SET TASK -
Pull out each line in the entries below that contains the string "arched", and copy those lines. Case counts.

(Detection samples)
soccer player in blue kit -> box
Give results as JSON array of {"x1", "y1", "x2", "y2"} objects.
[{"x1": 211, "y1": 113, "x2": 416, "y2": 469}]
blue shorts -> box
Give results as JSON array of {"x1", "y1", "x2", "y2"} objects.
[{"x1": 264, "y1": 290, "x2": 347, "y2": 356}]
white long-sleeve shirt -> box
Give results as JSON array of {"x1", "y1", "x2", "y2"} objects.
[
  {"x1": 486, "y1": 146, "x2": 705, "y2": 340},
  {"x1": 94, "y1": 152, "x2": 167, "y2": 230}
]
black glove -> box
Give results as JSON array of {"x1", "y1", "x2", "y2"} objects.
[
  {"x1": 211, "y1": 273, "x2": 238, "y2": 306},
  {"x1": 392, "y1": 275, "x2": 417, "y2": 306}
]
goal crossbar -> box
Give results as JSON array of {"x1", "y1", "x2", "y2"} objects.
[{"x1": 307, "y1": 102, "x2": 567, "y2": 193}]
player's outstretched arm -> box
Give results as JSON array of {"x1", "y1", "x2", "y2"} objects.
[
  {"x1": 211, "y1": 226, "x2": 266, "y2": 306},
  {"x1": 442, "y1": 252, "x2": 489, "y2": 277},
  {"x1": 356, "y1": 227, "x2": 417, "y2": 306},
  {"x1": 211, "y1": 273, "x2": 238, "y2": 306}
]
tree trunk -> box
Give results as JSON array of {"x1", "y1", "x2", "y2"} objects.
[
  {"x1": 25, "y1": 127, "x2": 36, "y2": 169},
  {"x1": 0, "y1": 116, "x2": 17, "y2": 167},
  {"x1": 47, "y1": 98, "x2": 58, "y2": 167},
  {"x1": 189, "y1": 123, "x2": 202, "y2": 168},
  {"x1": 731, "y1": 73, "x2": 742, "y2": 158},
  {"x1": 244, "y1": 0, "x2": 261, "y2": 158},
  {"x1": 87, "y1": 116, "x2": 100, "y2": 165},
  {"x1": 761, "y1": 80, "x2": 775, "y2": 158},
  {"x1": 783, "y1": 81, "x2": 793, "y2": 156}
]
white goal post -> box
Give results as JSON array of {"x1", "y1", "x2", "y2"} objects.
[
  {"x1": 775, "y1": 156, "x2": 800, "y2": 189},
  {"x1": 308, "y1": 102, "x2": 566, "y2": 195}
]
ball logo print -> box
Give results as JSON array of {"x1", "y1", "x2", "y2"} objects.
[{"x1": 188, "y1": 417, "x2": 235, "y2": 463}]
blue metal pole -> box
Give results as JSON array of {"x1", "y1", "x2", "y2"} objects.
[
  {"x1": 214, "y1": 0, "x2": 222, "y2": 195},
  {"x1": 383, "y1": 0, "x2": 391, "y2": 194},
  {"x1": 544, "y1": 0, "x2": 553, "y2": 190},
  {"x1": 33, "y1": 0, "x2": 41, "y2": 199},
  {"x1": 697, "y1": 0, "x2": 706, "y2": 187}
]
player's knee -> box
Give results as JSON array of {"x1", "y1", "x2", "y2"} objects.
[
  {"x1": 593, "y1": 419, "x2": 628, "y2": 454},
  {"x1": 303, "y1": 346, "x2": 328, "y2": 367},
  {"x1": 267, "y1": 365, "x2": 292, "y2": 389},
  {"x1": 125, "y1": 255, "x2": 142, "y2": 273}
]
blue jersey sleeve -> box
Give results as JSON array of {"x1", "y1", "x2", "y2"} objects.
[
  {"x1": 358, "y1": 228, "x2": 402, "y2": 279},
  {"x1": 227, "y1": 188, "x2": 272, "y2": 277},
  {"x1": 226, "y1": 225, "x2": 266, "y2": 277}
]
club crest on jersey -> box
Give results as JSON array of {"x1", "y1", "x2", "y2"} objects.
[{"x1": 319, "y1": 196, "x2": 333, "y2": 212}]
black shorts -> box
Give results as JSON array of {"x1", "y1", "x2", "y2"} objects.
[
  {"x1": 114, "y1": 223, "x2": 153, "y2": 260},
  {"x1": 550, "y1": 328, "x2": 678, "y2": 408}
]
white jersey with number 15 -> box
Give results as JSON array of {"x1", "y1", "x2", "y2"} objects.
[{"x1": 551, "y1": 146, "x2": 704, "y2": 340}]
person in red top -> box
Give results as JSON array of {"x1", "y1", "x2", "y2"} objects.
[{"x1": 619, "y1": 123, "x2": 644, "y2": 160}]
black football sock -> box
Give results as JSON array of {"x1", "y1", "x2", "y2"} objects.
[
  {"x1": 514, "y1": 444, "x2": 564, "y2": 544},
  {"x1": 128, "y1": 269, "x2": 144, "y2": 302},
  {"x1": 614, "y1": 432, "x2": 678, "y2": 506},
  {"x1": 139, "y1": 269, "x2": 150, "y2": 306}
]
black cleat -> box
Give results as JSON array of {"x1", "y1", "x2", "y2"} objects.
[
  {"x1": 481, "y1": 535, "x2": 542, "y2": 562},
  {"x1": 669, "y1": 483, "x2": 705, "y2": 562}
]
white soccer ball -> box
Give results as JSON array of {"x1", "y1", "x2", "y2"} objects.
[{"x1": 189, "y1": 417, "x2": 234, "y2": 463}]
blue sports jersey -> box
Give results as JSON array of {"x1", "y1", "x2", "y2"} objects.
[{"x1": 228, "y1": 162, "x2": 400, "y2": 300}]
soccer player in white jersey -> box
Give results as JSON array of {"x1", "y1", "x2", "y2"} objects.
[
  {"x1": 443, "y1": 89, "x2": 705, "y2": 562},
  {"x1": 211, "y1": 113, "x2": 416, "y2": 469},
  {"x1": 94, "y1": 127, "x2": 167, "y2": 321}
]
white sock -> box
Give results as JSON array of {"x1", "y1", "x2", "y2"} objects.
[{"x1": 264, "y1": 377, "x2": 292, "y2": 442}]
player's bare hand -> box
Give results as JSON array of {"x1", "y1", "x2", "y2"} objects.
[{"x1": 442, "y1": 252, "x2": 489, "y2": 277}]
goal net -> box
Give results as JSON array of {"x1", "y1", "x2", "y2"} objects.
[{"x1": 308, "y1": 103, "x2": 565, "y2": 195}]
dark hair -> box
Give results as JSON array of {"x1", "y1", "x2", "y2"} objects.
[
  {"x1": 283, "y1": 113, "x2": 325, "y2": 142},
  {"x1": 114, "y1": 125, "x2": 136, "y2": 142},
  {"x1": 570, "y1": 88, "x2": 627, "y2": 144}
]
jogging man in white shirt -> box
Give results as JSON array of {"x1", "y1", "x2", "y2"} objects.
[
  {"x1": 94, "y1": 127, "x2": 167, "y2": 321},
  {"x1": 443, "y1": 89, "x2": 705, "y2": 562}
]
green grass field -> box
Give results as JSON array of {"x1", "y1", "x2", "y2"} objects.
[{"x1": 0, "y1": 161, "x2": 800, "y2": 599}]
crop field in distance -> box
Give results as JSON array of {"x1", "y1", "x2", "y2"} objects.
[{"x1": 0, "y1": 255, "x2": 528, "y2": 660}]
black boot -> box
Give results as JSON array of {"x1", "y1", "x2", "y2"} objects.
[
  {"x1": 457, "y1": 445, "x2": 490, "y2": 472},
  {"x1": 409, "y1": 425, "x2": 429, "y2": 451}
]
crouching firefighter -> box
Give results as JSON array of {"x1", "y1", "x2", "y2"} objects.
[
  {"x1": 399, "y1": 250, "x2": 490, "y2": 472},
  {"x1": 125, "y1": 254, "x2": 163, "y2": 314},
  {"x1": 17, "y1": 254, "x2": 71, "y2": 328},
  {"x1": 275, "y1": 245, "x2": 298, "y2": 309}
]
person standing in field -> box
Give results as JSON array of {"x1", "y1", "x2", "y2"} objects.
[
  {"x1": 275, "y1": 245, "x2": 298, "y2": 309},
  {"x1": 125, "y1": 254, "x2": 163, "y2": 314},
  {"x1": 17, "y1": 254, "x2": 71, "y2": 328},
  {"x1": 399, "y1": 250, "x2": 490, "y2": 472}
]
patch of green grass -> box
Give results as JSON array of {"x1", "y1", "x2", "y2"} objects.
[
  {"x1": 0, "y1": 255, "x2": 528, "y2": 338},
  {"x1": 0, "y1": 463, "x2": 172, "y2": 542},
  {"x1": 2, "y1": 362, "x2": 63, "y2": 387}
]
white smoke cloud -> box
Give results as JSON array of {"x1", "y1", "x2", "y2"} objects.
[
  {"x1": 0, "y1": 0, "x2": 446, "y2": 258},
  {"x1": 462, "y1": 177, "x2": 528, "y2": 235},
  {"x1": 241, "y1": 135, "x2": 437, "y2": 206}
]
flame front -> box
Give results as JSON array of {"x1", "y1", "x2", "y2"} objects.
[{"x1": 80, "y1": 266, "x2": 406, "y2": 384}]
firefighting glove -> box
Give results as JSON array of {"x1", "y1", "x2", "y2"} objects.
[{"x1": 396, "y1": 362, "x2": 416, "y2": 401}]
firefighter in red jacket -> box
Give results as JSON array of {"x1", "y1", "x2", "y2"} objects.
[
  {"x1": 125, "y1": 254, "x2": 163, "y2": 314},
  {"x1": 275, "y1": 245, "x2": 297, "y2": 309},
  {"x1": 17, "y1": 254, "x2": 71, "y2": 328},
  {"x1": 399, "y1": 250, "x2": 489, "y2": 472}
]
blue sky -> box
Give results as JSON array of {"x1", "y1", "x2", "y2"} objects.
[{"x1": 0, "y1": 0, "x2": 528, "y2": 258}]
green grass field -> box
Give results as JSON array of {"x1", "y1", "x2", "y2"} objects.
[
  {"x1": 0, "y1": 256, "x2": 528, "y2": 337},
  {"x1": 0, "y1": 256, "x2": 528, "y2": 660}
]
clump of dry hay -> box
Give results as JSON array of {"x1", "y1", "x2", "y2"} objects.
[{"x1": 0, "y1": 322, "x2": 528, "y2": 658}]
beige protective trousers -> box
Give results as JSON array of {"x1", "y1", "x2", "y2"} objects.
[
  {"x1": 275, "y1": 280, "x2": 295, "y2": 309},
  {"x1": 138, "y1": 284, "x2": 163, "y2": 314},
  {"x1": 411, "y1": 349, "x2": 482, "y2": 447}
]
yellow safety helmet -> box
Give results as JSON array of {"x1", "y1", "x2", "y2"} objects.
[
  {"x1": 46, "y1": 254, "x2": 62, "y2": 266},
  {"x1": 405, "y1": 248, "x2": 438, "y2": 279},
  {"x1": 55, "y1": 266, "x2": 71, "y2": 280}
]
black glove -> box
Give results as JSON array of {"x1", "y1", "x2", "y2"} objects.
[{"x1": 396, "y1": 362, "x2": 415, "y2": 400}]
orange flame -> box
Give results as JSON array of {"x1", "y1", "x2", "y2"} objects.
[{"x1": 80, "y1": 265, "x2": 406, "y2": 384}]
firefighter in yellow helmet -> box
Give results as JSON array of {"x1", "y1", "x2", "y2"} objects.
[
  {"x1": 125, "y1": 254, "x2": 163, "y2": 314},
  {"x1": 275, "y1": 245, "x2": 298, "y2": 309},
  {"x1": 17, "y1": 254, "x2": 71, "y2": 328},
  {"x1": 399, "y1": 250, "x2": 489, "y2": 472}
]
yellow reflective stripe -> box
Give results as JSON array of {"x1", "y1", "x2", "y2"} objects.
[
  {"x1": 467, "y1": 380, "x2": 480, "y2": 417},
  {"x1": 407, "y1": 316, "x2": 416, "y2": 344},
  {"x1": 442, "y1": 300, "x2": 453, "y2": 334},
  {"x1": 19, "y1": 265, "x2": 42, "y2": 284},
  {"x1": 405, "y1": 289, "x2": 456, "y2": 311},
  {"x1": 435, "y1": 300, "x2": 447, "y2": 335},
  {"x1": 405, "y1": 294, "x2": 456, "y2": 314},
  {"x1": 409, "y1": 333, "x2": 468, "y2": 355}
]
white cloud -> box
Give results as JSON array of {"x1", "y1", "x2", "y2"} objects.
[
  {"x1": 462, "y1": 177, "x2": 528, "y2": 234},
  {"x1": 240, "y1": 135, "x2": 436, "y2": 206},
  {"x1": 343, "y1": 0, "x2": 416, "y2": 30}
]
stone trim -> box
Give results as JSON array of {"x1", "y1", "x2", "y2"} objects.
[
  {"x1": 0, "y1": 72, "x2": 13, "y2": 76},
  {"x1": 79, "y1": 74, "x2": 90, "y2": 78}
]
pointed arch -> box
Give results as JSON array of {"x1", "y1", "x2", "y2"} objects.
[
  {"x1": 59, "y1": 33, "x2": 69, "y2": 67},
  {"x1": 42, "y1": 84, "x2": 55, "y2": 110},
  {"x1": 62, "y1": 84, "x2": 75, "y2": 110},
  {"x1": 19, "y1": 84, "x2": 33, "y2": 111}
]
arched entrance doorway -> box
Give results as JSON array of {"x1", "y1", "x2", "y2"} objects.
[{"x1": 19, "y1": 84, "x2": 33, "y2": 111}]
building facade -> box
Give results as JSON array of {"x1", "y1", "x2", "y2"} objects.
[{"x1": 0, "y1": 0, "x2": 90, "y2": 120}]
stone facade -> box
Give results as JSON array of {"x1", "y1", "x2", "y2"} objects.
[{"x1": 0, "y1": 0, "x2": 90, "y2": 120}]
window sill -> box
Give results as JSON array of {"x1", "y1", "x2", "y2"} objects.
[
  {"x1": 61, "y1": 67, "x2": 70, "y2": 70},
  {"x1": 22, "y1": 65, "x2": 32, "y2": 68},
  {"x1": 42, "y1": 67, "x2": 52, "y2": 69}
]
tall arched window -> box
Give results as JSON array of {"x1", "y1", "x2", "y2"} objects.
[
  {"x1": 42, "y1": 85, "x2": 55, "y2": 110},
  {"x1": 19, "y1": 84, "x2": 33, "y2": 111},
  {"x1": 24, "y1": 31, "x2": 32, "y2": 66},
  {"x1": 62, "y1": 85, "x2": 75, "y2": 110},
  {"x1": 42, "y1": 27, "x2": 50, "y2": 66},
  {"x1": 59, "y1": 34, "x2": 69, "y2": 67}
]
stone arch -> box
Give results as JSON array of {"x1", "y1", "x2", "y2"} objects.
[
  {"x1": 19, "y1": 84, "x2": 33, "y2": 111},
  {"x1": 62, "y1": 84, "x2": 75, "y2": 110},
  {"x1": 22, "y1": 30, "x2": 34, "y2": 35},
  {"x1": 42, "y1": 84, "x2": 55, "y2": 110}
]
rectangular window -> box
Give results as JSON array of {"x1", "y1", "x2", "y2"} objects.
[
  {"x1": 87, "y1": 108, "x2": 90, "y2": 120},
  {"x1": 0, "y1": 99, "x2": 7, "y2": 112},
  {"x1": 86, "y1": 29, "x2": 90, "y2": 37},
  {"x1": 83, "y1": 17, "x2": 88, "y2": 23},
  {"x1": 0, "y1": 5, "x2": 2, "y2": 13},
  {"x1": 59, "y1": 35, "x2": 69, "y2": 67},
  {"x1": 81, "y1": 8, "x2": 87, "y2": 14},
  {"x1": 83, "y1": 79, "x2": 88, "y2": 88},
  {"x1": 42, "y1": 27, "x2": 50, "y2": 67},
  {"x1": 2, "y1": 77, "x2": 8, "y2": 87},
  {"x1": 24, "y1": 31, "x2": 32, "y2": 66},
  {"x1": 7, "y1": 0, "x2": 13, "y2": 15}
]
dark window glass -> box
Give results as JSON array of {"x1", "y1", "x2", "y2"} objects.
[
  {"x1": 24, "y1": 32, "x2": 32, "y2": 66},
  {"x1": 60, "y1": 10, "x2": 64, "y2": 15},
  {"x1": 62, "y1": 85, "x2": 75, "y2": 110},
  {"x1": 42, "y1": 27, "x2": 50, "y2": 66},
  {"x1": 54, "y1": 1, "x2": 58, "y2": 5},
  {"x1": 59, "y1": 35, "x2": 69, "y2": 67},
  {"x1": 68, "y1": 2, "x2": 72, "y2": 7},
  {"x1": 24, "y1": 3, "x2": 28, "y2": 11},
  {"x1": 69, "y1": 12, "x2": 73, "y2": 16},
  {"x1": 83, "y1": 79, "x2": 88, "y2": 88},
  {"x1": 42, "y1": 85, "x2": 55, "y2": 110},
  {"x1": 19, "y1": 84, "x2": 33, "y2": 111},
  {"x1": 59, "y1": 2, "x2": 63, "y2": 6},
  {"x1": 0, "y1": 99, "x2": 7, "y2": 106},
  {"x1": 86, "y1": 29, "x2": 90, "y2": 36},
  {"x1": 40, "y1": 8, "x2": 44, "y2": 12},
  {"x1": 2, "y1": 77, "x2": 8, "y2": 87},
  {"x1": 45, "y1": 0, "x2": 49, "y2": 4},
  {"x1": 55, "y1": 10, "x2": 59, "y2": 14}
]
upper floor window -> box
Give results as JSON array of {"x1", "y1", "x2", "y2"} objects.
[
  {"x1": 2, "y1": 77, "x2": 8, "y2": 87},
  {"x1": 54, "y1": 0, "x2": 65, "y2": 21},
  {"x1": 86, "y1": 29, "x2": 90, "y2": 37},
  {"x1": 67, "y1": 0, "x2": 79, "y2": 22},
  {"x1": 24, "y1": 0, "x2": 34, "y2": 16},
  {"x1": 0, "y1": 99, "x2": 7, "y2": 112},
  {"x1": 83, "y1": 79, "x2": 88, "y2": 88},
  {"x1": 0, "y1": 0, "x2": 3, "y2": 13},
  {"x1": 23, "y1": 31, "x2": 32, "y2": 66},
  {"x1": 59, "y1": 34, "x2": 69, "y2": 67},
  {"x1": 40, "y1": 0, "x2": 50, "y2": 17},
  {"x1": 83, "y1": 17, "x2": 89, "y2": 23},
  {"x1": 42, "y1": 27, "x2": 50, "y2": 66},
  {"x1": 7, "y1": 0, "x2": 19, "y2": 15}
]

SOLUTION TO THIS EXERCISE -
arched entrance doorway -> box
tall arched window -> box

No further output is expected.